Setelah dilakukan kajian terhadap persoalan ini, nyatalah bahwa tidak ada nash baik dalam al-Qur’an mapun as-Sunnah, juga Ijma’ sahabat dan Qiyas yang menunjukkan bahwa Allah menetapkan calon pasangan seseorang. Bahkan nash-nash yang ada menunjukkan bahwa persoalan ini adalah masalah mu’amalah biasa yang berada dalam area yang dikuasai manusia. Artinya persoalan menentukan pasangan hidup adalah hal yang bersifat pilihan, yang manusia bertanggung jawab di dalamnya dan dihisab atasnya. Dalil yang menunjukkan bahwa menentukan pasangan hidup adalah pilihan manusia adalah:

Maka kawinilah wanita-wanita (lain) yang kamu senangi : dua, tiga atau empat (An-Nisa;4).

Lafadz ( فَانْكِحُوْا مَا طَابَ لَكُمْ ) begitu jelas menunjukkan bahwa setiap Muslim dipersilahkan memilih calon istrinya. Alasannya, ketika Allah memubahkan untuk menikahi wanita-wanita yang ( طَابَ ) (manis, enak, lezat, menyenangkan) bagi mereka, dan tidak mencela lelaki yang tidak mau menikahi wanita karena merasa kurang mantap, baik karena fisik maupun sifatnya, ini semua menunjukkan bahwa persoalan ini adalah persoalan pilihan ( اخْتِيَارِيٌّ ) bukan Qadha’.
Dalil lain yang mendukung adalah kenyataan bahwa syara’ memberikan hak menentukan calon suami sebagai hak penuh kaum wanita, yang tidak boleh ada intervensi dari siapapun meski itu ayah, ibu, paman, musyrif, atau khalifah sekalipun.

عن بن بريدة عن أبيه قال جاءت فتاة إلى النبي صلى الله عليه وسلم فقالت ثم إن أبي زوجني بن أخيه ليرفع بي خسيسته قال فجعل الأمر إليها فقالت قد أجزت ما صنع أبي ولكن أردت أن تعلم النساء أن ليس إلى الآباء من الأمر شيء. (رواه ابن ماجه)

:: TUJUAN LATIHAN ::
Tuliskan kembali bagian kutipan tentang penentuan pasangan hidup dari "Dalil lain yang" sampai "(رواه ابن ماجه)" tanpa mengubah satu kata pun. Entri yang menyusul merupakan bahan tersendiri, terpisah dari kutipan di atas.

:: Entri anotasi wilayah ::
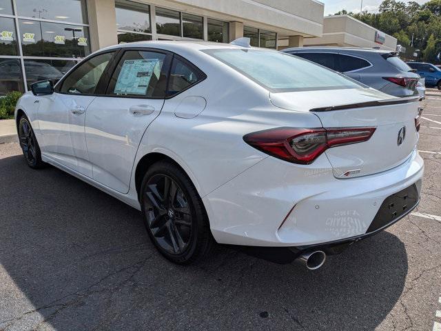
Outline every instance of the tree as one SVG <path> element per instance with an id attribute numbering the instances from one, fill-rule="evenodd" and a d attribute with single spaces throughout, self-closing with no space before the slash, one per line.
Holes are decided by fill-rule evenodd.
<path id="1" fill-rule="evenodd" d="M 403 30 L 400 30 L 399 32 L 395 32 L 393 37 L 398 41 L 398 45 L 402 46 L 410 46 L 411 39 L 409 39 L 407 34 Z"/>

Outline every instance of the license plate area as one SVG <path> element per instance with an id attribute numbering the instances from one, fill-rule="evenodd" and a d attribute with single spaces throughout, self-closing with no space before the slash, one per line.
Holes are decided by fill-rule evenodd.
<path id="1" fill-rule="evenodd" d="M 376 231 L 409 214 L 420 201 L 421 181 L 389 196 L 382 203 L 366 233 Z"/>

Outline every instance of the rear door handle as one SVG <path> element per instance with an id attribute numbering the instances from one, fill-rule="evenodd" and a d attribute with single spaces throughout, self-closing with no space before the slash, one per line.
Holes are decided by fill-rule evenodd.
<path id="1" fill-rule="evenodd" d="M 70 110 L 72 114 L 76 115 L 80 115 L 81 114 L 84 114 L 85 112 L 85 108 L 84 107 L 81 107 L 81 106 L 77 106 L 74 108 Z"/>
<path id="2" fill-rule="evenodd" d="M 129 113 L 134 116 L 150 115 L 154 112 L 154 107 L 150 105 L 132 106 L 129 108 Z"/>

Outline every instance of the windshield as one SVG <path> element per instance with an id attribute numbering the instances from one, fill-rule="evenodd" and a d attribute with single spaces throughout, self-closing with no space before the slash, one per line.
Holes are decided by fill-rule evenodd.
<path id="1" fill-rule="evenodd" d="M 360 88 L 345 77 L 298 57 L 264 50 L 221 49 L 203 52 L 271 92 Z"/>

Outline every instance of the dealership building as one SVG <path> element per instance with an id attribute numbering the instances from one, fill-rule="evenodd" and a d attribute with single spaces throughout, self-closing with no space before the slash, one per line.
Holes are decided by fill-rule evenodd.
<path id="1" fill-rule="evenodd" d="M 0 0 L 0 95 L 57 80 L 92 52 L 121 43 L 247 37 L 253 46 L 280 49 L 384 41 L 349 17 L 333 28 L 338 17 L 323 13 L 316 0 Z M 382 46 L 393 43 L 386 36 Z"/>

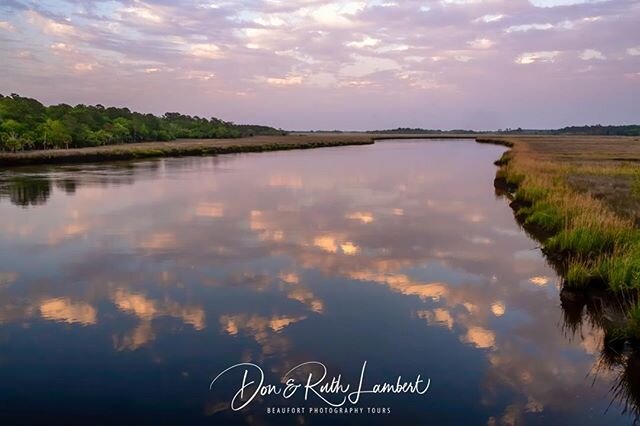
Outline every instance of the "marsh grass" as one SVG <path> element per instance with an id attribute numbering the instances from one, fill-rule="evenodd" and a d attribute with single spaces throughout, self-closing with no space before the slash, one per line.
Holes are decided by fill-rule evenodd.
<path id="1" fill-rule="evenodd" d="M 567 163 L 565 156 L 554 160 L 537 155 L 526 142 L 512 145 L 497 162 L 497 176 L 517 187 L 517 203 L 512 203 L 516 216 L 538 231 L 535 236 L 544 252 L 562 263 L 565 284 L 589 288 L 606 283 L 614 291 L 640 290 L 640 232 L 633 222 L 568 184 L 575 174 L 621 174 L 634 179 L 632 192 L 640 195 L 638 166 Z"/>

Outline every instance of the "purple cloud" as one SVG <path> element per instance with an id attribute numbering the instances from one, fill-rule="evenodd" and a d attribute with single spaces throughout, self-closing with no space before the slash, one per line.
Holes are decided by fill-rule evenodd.
<path id="1" fill-rule="evenodd" d="M 11 0 L 0 92 L 289 129 L 640 121 L 631 0 Z"/>

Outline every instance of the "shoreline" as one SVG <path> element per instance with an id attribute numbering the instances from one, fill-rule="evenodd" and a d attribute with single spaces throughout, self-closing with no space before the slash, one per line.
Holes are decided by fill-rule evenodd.
<path id="1" fill-rule="evenodd" d="M 606 185 L 606 194 L 620 192 L 640 202 L 640 194 L 621 186 L 623 178 L 629 185 L 640 182 L 633 166 L 640 160 L 638 138 L 479 137 L 477 142 L 509 147 L 495 162 L 494 187 L 562 279 L 561 303 L 576 305 L 576 312 L 586 309 L 609 344 L 640 347 L 637 220 L 627 217 L 616 197 L 594 195 L 594 188 Z M 585 151 L 588 144 L 596 148 Z M 583 176 L 591 186 L 572 183 Z"/>
<path id="2" fill-rule="evenodd" d="M 139 142 L 99 147 L 33 150 L 0 153 L 0 167 L 48 164 L 97 163 L 144 158 L 205 156 L 246 152 L 286 151 L 352 145 L 371 145 L 391 139 L 475 139 L 476 135 L 420 134 L 291 134 L 287 136 L 253 136 L 237 139 L 177 139 L 168 142 Z"/>

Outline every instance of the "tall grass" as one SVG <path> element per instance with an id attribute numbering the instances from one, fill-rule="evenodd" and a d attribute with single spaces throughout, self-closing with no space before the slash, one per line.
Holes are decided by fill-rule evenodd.
<path id="1" fill-rule="evenodd" d="M 517 187 L 516 215 L 538 231 L 545 253 L 562 261 L 566 285 L 585 288 L 605 283 L 615 291 L 640 290 L 640 232 L 631 221 L 567 183 L 570 174 L 596 167 L 539 158 L 526 143 L 515 143 L 498 163 L 499 176 Z M 636 173 L 634 182 L 640 194 L 637 171 L 621 170 Z"/>

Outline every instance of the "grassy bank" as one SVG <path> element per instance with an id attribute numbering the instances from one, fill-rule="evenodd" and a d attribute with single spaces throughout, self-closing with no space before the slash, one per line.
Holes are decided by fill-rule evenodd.
<path id="1" fill-rule="evenodd" d="M 88 163 L 152 157 L 217 155 L 282 151 L 332 146 L 369 145 L 383 139 L 473 139 L 469 135 L 377 135 L 367 133 L 297 133 L 239 139 L 178 139 L 170 142 L 127 143 L 88 148 L 0 152 L 0 167 L 34 164 Z"/>
<path id="2" fill-rule="evenodd" d="M 511 150 L 496 187 L 571 289 L 605 288 L 630 301 L 621 330 L 640 338 L 640 139 L 480 137 Z"/>
<path id="3" fill-rule="evenodd" d="M 32 164 L 83 163 L 186 155 L 216 155 L 240 152 L 310 149 L 372 144 L 369 135 L 256 136 L 240 139 L 180 139 L 91 148 L 51 149 L 0 153 L 0 167 Z"/>

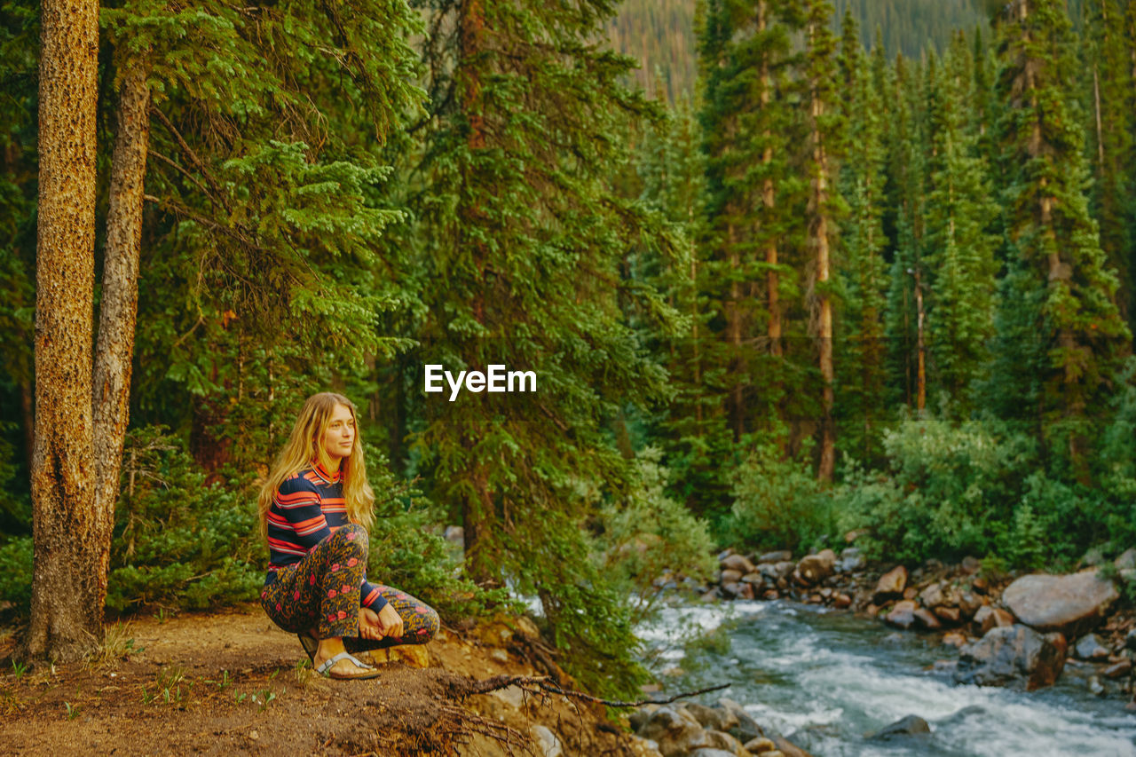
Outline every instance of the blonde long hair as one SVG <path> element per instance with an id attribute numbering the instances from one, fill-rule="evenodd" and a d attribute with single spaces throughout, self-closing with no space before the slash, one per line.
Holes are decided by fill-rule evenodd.
<path id="1" fill-rule="evenodd" d="M 276 491 L 286 479 L 308 467 L 312 460 L 319 460 L 324 469 L 331 468 L 331 459 L 324 451 L 324 434 L 331 425 L 335 406 L 342 405 L 351 410 L 356 422 L 354 443 L 351 455 L 340 461 L 340 480 L 343 482 L 343 501 L 346 504 L 348 521 L 357 523 L 370 531 L 375 522 L 375 492 L 367 483 L 367 464 L 362 459 L 362 438 L 359 433 L 359 419 L 356 407 L 343 394 L 320 392 L 312 394 L 303 404 L 300 417 L 292 426 L 287 443 L 276 458 L 276 464 L 268 474 L 268 480 L 260 488 L 258 505 L 260 509 L 260 535 L 268 541 L 268 510 L 272 509 Z"/>

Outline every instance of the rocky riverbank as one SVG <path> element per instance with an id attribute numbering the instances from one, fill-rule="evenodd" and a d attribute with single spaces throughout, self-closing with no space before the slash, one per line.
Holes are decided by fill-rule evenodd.
<path id="1" fill-rule="evenodd" d="M 785 599 L 869 615 L 893 629 L 935 634 L 958 650 L 942 663 L 958 683 L 1033 690 L 1072 675 L 1093 693 L 1131 700 L 1136 710 L 1136 614 L 1118 601 L 1117 588 L 1136 579 L 1136 549 L 1111 564 L 1089 556 L 1094 564 L 1068 575 L 999 575 L 974 558 L 909 571 L 869 564 L 854 546 L 799 559 L 788 551 L 729 549 L 718 561 L 711 585 L 682 585 L 704 600 Z"/>
<path id="2" fill-rule="evenodd" d="M 733 699 L 719 699 L 716 707 L 646 705 L 630 716 L 630 726 L 649 754 L 662 757 L 809 757 Z"/>

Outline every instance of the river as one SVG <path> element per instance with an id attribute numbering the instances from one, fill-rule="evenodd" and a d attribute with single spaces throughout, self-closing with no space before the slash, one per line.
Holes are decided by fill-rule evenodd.
<path id="1" fill-rule="evenodd" d="M 1136 757 L 1136 714 L 1091 694 L 1069 667 L 1029 693 L 959 687 L 936 666 L 958 654 L 932 637 L 784 601 L 669 607 L 640 633 L 682 671 L 663 676 L 665 692 L 728 682 L 699 700 L 729 697 L 816 757 Z M 683 635 L 698 640 L 675 646 Z M 907 715 L 932 735 L 864 739 Z"/>

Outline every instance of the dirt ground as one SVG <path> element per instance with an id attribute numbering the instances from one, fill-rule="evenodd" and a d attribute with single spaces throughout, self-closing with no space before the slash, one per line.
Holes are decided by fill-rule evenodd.
<path id="1" fill-rule="evenodd" d="M 643 754 L 600 706 L 515 685 L 474 693 L 492 676 L 540 675 L 513 630 L 443 629 L 407 655 L 376 652 L 383 675 L 369 681 L 316 675 L 296 638 L 253 606 L 109 625 L 103 657 L 53 668 L 14 666 L 9 632 L 0 754 L 540 756 L 538 724 L 565 755 Z"/>

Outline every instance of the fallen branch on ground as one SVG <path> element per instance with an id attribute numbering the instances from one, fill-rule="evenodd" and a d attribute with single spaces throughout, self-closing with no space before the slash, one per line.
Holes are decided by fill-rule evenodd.
<path id="1" fill-rule="evenodd" d="M 641 707 L 643 705 L 669 705 L 678 699 L 684 699 L 686 697 L 696 697 L 699 694 L 708 693 L 710 691 L 719 691 L 729 687 L 728 683 L 719 683 L 716 687 L 707 687 L 705 689 L 699 689 L 698 691 L 683 691 L 669 697 L 667 699 L 641 699 L 638 701 L 620 701 L 616 699 L 602 699 L 600 697 L 593 697 L 592 694 L 584 693 L 583 691 L 574 691 L 571 689 L 562 689 L 556 683 L 552 683 L 548 676 L 532 676 L 532 675 L 494 675 L 493 677 L 485 679 L 483 681 L 471 681 L 469 689 L 466 693 L 478 694 L 488 693 L 491 691 L 496 691 L 499 689 L 507 689 L 509 687 L 517 687 L 523 691 L 529 693 L 558 693 L 565 697 L 573 697 L 580 699 L 583 701 L 591 701 L 598 705 L 607 705 L 608 707 Z"/>

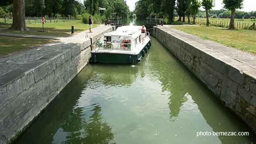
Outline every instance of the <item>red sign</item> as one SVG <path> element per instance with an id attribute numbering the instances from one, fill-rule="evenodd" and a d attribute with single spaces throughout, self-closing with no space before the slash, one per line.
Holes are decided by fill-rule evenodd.
<path id="1" fill-rule="evenodd" d="M 41 20 L 42 21 L 42 22 L 43 23 L 45 23 L 45 19 L 44 17 L 42 17 Z"/>

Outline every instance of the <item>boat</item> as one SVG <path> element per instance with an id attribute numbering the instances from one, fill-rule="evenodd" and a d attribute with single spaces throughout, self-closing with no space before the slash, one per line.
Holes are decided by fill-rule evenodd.
<path id="1" fill-rule="evenodd" d="M 96 39 L 92 46 L 91 61 L 135 65 L 148 52 L 151 46 L 149 33 L 141 33 L 142 26 L 118 28 Z"/>

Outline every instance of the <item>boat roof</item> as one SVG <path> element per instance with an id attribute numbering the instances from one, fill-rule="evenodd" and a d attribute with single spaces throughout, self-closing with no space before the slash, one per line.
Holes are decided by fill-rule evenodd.
<path id="1" fill-rule="evenodd" d="M 116 31 L 104 34 L 105 36 L 120 36 L 132 37 L 136 38 L 141 34 L 140 29 L 142 26 L 123 26 L 119 27 Z"/>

:: HASIL LATIHAN ::
Dalil lain yang mendukung adalah kenyataan bahwa syara’ memberikan hak menentukan calon suami sebagai hak penuh kaum wanita, yang tidak boleh ada intervensi dari siapapun meski itu ayah, ibu, paman, musyrif, atau khalifah sekalipun.

عن بن بريدة عن أبيه قال جاءت فتاة إلى النبي صلى الله عليه وسلم فقالت ثم إن أبي زوجني بن أخيه ليرفع بي خسيسته قال فجعل الأمر إليها فقالت قد أجزت ما صنع أبي ولكن أردت أن تعلم النساء أن ليس إلى الآباء من الأمر شيء. (رواه ابن ماجه)